## WHAT TO PRODUCE
Please copy the lines below exactly, from the first one through the line showing "Target: metal table leg".

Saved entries
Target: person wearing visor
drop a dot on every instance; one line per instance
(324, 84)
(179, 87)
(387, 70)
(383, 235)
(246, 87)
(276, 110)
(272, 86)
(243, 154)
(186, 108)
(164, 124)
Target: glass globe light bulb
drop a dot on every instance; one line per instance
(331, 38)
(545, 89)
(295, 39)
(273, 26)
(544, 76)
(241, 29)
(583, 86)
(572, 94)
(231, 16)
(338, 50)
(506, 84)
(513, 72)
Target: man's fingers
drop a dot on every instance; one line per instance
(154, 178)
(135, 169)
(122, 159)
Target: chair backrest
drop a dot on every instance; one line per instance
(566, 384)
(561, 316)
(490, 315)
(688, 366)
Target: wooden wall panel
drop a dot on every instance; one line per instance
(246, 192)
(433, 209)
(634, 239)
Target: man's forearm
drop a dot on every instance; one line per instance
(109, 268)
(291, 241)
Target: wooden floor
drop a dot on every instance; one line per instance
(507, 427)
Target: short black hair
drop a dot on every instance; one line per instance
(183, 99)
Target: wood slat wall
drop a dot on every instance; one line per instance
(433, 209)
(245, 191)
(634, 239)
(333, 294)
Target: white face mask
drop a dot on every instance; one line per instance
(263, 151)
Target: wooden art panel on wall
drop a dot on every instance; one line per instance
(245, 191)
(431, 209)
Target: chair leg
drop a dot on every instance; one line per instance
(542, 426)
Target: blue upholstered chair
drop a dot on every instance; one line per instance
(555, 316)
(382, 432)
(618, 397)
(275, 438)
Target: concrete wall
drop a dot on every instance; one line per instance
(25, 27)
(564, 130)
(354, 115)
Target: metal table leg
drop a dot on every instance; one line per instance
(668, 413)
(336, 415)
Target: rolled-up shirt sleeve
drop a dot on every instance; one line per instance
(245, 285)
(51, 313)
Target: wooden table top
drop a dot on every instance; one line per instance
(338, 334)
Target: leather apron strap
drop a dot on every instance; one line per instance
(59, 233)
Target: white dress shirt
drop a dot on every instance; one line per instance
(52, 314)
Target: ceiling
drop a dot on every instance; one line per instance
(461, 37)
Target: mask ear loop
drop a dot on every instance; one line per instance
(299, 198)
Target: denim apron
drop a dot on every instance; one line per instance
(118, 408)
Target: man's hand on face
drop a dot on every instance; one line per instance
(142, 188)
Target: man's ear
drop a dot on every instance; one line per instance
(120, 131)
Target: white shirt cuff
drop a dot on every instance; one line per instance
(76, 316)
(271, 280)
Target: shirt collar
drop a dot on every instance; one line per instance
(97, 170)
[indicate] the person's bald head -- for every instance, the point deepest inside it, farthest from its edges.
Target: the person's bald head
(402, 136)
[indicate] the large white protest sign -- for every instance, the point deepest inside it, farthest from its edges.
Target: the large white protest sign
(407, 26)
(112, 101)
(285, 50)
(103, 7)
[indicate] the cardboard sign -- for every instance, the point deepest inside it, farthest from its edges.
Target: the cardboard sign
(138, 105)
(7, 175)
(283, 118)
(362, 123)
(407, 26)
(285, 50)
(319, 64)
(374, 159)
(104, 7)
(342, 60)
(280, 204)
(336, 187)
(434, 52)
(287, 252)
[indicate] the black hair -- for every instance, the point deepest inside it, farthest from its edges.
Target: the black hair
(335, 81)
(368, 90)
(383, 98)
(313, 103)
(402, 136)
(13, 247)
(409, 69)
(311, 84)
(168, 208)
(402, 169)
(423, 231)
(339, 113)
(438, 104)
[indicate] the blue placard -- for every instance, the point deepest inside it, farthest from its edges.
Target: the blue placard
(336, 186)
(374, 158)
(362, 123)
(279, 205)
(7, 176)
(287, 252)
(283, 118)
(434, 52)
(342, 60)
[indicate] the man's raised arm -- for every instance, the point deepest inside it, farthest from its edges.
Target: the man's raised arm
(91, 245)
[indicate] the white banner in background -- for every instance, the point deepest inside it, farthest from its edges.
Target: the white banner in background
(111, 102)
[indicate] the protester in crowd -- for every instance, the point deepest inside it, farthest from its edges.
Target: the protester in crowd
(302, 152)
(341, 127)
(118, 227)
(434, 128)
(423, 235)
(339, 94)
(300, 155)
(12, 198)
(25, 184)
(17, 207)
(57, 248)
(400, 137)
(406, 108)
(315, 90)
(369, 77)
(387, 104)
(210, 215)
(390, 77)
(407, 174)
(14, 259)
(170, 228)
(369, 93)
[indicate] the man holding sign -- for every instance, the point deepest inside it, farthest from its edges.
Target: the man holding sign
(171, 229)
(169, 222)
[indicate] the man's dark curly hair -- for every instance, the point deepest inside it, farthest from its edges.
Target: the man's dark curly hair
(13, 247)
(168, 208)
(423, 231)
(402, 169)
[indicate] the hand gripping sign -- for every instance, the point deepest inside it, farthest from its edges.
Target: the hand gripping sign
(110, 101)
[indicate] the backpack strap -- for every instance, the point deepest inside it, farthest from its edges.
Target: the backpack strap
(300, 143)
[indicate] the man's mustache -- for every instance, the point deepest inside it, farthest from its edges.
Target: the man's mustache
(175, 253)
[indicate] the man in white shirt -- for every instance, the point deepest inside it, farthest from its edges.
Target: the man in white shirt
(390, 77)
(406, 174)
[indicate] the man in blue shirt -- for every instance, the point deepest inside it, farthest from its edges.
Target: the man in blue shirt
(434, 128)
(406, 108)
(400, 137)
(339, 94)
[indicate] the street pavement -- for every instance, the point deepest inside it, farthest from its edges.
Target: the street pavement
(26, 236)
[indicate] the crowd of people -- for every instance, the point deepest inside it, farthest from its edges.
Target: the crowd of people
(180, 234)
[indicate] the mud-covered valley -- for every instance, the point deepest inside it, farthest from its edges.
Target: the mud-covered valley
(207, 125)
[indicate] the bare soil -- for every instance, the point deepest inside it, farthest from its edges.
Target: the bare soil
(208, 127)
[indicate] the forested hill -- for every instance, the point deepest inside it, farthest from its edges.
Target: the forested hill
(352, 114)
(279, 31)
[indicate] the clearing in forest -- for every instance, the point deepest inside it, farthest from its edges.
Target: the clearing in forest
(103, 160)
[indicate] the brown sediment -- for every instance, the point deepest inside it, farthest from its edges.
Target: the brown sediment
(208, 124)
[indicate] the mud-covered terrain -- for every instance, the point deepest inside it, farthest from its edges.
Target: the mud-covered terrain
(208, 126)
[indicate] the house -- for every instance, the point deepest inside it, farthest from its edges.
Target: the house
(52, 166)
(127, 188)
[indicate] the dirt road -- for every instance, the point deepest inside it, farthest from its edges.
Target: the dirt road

## EXERCISE OUTPUT
Target: person wearing visor
drop a dot on every instance; one line per instance
(324, 84)
(179, 87)
(387, 70)
(383, 235)
(246, 87)
(276, 110)
(272, 86)
(243, 154)
(186, 108)
(164, 124)
Target: glass globe light bulb
drop a dot on every instance; one line per instance
(331, 38)
(545, 89)
(295, 39)
(273, 26)
(544, 76)
(241, 29)
(583, 86)
(572, 94)
(231, 16)
(338, 50)
(506, 84)
(513, 72)
Target: man's fingers
drop a dot on every instance; one line per instance
(154, 178)
(135, 169)
(122, 159)
Target: chair backrest
drop a dot on every instance; one line per instance
(566, 384)
(561, 316)
(490, 315)
(688, 366)
Target: wooden wall panel
drop a dot on every instance; one line per instance
(246, 192)
(433, 209)
(634, 239)
Target: man's forearm
drop a dot on every instance; one line per instance
(109, 268)
(291, 241)
Target: wooden floor
drop a dot on every instance; one line per instance
(507, 427)
Target: short black hair
drop a dot on every instance; one line per instance
(183, 99)
Target: wood slat wall
drop a dot on every instance; one line per instance
(433, 209)
(245, 191)
(634, 239)
(333, 294)
Target: white face mask
drop a dot on every instance; one line per instance
(263, 151)
Target: wooden art panel on wall
drop a dot on every instance; one line per instance
(245, 191)
(431, 209)
Target: chair leg
drop a dot on every instance; one line per instance
(542, 426)
Target: blue upholstered chair
drop a dot on every instance; one line per instance
(555, 316)
(382, 432)
(618, 397)
(275, 438)
Target: concrete wall
drop a dot on every instance; one line per instance
(25, 27)
(564, 130)
(354, 115)
Target: metal table leg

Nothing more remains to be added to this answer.